*Text extract*
————

Tag Archives: movies

The Past Never Grows Old

18 Tuesday Dec 2018

Posted by kittycalash in Living History, Movie Review, Philosophy, Reenacting, Research

≈ 2 Comments

Tags

movie reviews, movies, public history, Research, They Shall Not Grow Old, world war I

It’s obvious that the people I know and associate with understand the genius of They Shall Not Grow Old, and the importance– necessity– of seeing it. This is a brilliant public history project in the most public sense of all– and not only because it’s a movie made by Peter Jackson, which one hopes will attract a wide audience– but because the mini-documentary after the feature lays bare the bones of the making. Jackson’s explication feels at times as if he is speaking to you through his laptop camera on the best Skype connection you’ve ever had. Despite the occasional weirdness of that, it’s worth staying for, because it makes clear what makes the film powerful: research and meticulous attention to detail (plus phenomenal computing power and the genius of WingNut productions).

Royal Irish Rifles, Battle of the Somme

This film rests on research: 100 hours of footage from the Imperial War Museum, 600 hours of oral history audio. Jackson and his team immersed themselves in the media, and it shows. Their intention was to create a generic experience of the common soldier (I may well have teared up at that), so the description of the assault is generic– is it the Somme? Vimy Ridge? Ypres? It is all of them and none of them.

Now the magic of that choice is not that we hear anything about how a Lee-Enfield works, but rather about the minutiae of getting ready to go over the top. We are in the soldiers’ world, and that world is made up of mud, bread and jam, and tea. Yes, there’s talk of the packs and what they carry, but the descriptions of what the waiting was like, how the officers behaved and gave their orders, are what make the moments so immersive. The words match the abject terror on one private’s face, caught in a grimace more rictus than smile. At the same time, we do get descriptions of the logic of the shelling, what the shells contain, and how the mines work. Matched to footage showing what the veterans describe, we come to understand how terrifying those moments were– and then we hear how, once you go over the top, fear disappears as you walk towards the German lines. (The walking always astonishes me: but that’s how they did it, lines of soldiers walked towards the machine gun nests.)

But it’s the details of the getting ready and the tension of the waiting that make the assault so much more intense, as contrast always will. The assault itself, for which there is no footage because it was too dangerous to send cameramen over the top, is depicted with halftones from The War Illustrated, selected for their realism and lack of heroics. (Published in Britain, it was as much a propaganda tool as a documentary publication, though accuracy improved over time.)

————

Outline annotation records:
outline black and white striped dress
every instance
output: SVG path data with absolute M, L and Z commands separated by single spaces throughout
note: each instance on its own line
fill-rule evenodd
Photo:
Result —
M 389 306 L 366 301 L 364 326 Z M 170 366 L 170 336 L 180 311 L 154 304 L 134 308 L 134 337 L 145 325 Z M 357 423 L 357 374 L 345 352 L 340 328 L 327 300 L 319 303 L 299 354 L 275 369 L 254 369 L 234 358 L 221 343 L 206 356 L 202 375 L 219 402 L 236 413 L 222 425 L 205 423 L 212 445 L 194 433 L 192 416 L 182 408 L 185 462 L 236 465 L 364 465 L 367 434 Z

————

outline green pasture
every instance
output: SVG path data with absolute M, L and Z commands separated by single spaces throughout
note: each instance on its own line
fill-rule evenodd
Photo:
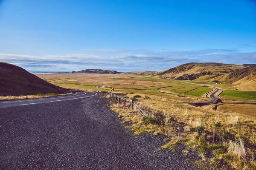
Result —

————

*Task instructions*
1. Decide whether each statement agrees with the film review, answering yes or no and quoting the words of the review that settle it: (a) The film draws on 600 hours of oral history audio. (b) The assault is shown with footage taken by cameramen who went over the top. (c) The War Illustrated was published in Britain.
2. Carry on the film review from the point where it stops.
The rows play no part in what is asked here.

*Responses to the tasks*
1.
(a) Yes: "600 hours of oral history audio"
(b) No: "for which there is no footage because it was too dangerous to send cameramen over the top"
(c) Yes: "Published in Britain"

2.
We don’t get the “glory” of a battle. We don’t get heroics. We get descriptions of the most terrifying and dehumanizing “job of work” people (mostly men) are ever asked to do. And we get the aftermath, rendered small. In detail. The descriptions of wounds and deaths are moving, and the tireless work of the doctors, but then there is the desire for a cup of tea. Tea threads through the film, seeping into every aspect of the war. It is, after all, men living daily lives in the most outrageous conditions, where every banal desire– dry feet, strawberry jam, a safe place to defecate–is thwarted by the conditions that make those desires so achingly large and yet dismissable. You have to enjoy what you have and can achieve and laugh at what you cannot, or you won’t survive. No one can ache endlessly.

What makes this film really work is the hyper-attentive focus on detail, on getting everything as right as possible, from the color of the uniforms to the accents giving the soldiers voice. The point of the research is not detail for details’ sake, but immersion. Only when there is nothing to notice– nothing that seems amiss, an entirely seamless world–can we fully enter the other, another time, place, culture. That is what we are seeing: another culture, with its own language, mores, habits and taboos.

This is what we are trying to recreate when we reenact the past: we are reviving a lost culture. To do that correctly and well, we need to apply the same level of care and understanding and empathy visible in Jackson’s film. We need to make sure that the details are correct not because the public will call us out on errors, but because the oversights are disrupting. The difference between a well-researched, highly detailed impression that does not focus on “Want to know how a musket works?” and one that’s musket-centric and approximates the past with “If they’d had it, they would’ve used it” is not actually of quality or necessarily or care. The difference is that one allows both the enactor and the audience to more fully enter the past. It’s like a bubble of time we can step into, one where we get as close as we can to how the people of the past saw, thought, felt, smelled. The other, often excused with “The public can’t tell the difference,” remains performative and distant, only half-reaching the past.

The public can tell the difference. They can tell when what they are seeing comes closer to the past, engages with the material in detail and in attitude, and creates attitude, worldview, empathy rather than a recitation of facts. To reenact the past, we must inhabit it, from the color of the wool to accent of the speech, to the taste of the food. The moments we recreate are specific in time, and, when they embody everything you can know about that moment, help us reach across time to understand both the past and the moment in which we stand.

Vera Brittain and her brother, Edward, in 1915. Testament of Youth was my gateway drug to World War I.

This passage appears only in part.